Exercise passage »
BEGIN

Raymond Carver Cathedral
Raymond Carver was a working class author made famous mostly for his short fiction, which was given the genre title of minimalist. His work is reflective of the lives of everyday people, including communication, miscommunication and connectivity.
Raymond Carver has often been described as a "minimalist" writer, one who renders moments of contemporary American life in a language that is spare in expression and bleak in outlook. Implicit in this labeling is the notion that his stories lack any transformative vision, that they present to us tales of alcoholics and losers as though blind, serf-destructive behaviors were matters of naturalistic fact and not subject to change through the insight stories can provide to their characters and their readers. Carver's early critics, notably James Atlas in 1981 and Madison Bell in 1986, accused him of what amounts to a flatness, not only in language, but in artistic vision; in this view, Carver leaves his characters in lives of quiet desperation (see Saltzman 1988, 178-82).
Lounsberry et al. 21)
His early life, as the son of two working class people was a constant hardship as his father's alcoholism took its toll on the family and gave Carver great insight into living in an insular fashion, day by day, subsistence life. Carver married young (19) and seemed to be traveling down the same road, with alcoholism and low wage work plaguing his young family. His interest in writing came relatively late in life and such interest also added to the families, woes as his desire to find a place where he could write and his children and wife could be happy eluded him, and his youthful marriage ended in divorce.

END

Items in a dataset:

BEGIN

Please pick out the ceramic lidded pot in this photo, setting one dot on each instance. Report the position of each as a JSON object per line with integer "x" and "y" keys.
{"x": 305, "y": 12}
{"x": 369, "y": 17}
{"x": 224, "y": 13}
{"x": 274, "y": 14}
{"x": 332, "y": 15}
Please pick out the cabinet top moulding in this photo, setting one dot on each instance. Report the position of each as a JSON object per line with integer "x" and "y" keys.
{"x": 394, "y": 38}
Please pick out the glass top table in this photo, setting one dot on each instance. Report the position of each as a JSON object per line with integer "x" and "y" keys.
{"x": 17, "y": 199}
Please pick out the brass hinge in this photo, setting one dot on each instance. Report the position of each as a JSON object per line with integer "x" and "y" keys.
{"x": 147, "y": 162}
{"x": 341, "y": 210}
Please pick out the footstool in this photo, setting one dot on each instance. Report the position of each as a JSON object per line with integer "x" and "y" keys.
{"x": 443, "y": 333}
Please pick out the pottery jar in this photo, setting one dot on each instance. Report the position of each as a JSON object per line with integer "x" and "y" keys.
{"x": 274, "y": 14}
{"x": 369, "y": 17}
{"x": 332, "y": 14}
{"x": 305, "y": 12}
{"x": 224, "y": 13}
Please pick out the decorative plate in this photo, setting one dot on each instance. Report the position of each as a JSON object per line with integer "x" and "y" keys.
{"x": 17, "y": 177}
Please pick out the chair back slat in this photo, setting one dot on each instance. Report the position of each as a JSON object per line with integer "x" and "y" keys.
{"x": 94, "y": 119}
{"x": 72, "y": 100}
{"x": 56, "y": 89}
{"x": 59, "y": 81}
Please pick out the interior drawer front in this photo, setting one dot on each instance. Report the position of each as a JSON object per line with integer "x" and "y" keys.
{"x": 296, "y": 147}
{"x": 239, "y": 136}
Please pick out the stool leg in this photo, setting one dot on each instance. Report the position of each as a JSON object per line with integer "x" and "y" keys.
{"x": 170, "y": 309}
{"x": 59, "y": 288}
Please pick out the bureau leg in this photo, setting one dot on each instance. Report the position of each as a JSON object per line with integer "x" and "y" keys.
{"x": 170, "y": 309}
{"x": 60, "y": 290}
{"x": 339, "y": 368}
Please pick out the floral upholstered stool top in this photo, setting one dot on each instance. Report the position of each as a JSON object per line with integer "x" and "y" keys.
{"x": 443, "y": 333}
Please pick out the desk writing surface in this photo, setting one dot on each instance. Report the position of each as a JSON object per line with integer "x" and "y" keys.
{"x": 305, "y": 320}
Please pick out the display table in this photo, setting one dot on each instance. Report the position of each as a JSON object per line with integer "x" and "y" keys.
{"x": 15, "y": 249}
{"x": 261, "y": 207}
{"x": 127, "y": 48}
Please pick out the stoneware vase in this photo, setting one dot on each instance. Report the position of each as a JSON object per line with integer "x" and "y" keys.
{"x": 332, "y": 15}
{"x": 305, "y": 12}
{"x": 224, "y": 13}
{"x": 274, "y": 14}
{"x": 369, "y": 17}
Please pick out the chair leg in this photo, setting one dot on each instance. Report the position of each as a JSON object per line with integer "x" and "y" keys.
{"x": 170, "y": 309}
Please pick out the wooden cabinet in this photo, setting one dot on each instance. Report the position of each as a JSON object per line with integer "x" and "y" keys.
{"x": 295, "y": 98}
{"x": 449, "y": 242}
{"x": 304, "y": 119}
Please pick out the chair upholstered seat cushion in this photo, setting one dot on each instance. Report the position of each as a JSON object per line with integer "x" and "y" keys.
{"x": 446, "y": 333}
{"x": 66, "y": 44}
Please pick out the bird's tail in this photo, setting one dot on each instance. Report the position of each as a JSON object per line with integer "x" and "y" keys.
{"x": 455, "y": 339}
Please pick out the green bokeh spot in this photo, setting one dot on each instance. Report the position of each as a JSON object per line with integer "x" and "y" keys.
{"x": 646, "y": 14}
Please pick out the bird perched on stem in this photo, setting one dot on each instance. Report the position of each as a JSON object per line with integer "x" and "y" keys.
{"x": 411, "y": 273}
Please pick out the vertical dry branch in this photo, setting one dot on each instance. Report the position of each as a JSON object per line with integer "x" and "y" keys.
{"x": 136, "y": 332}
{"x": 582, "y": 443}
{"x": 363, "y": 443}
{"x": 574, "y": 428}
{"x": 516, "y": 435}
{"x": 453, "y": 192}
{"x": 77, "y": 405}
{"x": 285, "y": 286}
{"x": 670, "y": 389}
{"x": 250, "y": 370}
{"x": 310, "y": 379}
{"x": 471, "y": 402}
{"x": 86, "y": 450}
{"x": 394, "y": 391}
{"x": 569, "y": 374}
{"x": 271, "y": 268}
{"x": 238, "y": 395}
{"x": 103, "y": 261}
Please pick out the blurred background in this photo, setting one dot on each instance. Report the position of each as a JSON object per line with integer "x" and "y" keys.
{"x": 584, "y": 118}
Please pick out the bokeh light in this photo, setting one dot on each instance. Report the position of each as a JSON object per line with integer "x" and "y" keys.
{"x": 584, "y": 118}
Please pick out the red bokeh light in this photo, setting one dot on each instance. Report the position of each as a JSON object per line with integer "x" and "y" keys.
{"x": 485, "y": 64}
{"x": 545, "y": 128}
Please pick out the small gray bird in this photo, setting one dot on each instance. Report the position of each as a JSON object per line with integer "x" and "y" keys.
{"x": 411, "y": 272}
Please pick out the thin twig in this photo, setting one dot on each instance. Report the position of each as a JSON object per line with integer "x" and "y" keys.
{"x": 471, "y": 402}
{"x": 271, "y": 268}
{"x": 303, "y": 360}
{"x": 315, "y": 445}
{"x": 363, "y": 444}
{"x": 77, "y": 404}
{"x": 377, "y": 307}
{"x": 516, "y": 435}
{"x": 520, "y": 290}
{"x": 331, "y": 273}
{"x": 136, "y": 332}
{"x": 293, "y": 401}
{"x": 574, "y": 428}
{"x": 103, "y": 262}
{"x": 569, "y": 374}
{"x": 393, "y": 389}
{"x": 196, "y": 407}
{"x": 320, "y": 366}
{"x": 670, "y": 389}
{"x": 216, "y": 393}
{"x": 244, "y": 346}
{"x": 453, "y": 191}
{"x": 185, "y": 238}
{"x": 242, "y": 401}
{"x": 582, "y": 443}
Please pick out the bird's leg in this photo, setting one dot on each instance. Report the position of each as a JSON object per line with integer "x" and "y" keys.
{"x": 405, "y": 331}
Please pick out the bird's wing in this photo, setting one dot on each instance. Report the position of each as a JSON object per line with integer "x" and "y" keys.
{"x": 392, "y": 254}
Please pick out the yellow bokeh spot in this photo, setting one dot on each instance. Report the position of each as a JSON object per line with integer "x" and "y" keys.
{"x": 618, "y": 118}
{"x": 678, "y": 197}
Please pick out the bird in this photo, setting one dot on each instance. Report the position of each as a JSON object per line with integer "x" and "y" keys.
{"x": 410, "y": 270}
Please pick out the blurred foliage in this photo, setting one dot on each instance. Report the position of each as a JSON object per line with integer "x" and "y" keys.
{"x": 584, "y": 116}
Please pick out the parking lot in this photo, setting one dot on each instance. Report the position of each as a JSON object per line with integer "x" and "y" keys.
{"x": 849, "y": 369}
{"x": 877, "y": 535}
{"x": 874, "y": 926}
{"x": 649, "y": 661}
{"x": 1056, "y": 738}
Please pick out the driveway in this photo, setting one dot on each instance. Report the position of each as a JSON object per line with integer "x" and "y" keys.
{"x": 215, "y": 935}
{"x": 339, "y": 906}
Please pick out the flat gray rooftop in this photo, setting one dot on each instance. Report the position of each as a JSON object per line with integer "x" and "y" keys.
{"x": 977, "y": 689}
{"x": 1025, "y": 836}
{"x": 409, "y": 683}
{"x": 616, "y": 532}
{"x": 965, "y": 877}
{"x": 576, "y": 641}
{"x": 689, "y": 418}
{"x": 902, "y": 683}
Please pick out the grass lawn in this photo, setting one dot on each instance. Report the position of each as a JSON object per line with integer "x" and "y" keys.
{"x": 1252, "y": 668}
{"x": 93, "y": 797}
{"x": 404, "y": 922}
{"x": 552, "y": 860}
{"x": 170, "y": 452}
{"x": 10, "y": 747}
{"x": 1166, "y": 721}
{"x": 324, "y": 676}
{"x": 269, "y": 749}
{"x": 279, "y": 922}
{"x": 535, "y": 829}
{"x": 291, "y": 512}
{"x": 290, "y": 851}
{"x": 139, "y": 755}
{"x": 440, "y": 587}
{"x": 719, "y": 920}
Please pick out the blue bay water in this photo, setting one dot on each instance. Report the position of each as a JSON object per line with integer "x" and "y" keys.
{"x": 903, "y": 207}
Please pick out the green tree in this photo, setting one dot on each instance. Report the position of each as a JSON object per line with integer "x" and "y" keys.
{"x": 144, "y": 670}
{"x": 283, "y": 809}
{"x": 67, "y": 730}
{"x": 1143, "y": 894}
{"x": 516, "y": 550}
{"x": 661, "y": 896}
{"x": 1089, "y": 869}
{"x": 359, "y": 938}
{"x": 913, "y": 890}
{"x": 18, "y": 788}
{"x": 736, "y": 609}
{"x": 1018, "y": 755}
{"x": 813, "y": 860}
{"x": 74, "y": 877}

END

Task » Could you copy out the Raymond Carver passage word for word, starting at "Raymond Carver Cathedral" and ending at "miscommunication and connectivity."? Rely on nothing but the Raymond Carver passage.

Task result »
Raymond Carver Cathedral
Raymond Carver was a working class author made famous mostly for his short fiction, which was given the genre title of minimalist. His work is reflective of the lives of everyday people, including communication, miscommunication and connectivity.